» STATED GOAL: Find each line in the records below that contains the word "child" and copy those lines out.

» SOURCE DATA:
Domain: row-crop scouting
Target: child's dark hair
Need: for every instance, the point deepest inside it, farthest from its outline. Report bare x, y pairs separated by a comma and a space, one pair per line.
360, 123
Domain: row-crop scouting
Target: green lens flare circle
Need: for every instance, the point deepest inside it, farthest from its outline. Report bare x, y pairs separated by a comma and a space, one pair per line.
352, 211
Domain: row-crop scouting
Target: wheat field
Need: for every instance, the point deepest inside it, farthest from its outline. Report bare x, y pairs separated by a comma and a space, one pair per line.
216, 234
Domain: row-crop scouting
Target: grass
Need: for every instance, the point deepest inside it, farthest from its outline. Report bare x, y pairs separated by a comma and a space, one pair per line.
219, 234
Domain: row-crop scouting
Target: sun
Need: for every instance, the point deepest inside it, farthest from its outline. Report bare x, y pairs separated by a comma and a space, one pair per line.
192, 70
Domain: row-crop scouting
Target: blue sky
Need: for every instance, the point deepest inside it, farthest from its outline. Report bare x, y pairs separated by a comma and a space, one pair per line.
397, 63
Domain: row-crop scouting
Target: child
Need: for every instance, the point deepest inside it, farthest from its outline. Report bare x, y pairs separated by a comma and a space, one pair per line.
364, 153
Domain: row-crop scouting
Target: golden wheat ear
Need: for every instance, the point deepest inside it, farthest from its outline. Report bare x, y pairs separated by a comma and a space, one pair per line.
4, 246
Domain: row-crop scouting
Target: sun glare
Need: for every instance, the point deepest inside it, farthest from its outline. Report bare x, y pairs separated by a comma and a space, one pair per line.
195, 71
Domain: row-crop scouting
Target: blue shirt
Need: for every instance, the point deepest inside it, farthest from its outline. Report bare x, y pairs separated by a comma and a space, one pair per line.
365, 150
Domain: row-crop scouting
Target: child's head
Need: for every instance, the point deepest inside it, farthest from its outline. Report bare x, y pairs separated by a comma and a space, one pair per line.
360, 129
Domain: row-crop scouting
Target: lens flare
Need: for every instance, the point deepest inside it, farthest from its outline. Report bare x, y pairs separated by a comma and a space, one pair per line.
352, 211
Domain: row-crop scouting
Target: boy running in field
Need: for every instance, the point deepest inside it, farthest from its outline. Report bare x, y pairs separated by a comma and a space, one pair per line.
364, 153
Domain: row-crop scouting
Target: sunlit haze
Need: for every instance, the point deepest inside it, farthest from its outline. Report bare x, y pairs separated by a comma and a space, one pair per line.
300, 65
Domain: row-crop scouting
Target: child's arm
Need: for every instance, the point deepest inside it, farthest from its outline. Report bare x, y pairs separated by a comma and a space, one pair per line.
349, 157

--

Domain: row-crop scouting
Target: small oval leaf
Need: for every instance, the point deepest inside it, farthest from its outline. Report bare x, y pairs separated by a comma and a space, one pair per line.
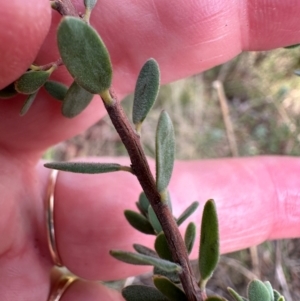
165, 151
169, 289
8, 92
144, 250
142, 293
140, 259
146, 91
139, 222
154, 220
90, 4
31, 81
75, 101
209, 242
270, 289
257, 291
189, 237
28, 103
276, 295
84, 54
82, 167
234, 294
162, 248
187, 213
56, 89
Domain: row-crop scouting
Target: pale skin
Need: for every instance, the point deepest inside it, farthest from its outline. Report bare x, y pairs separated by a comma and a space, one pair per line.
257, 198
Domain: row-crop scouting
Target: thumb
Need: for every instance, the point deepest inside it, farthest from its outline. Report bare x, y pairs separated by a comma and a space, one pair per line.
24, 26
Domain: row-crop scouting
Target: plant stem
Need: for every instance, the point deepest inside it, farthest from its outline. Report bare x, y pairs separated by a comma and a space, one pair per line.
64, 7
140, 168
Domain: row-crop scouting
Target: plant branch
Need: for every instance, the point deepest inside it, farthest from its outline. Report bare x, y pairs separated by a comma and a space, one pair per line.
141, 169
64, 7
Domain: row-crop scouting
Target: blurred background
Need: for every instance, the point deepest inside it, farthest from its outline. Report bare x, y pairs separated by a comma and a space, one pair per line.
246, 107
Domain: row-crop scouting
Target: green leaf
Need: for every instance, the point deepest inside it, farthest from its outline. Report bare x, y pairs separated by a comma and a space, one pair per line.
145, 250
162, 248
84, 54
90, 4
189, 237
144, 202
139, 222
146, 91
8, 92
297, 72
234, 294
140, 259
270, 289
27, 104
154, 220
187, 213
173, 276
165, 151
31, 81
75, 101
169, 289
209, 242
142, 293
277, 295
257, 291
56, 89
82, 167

» CORRECT RESULT:
Target: child's dark hair
Target: child
Target: child's head
Target: child's arm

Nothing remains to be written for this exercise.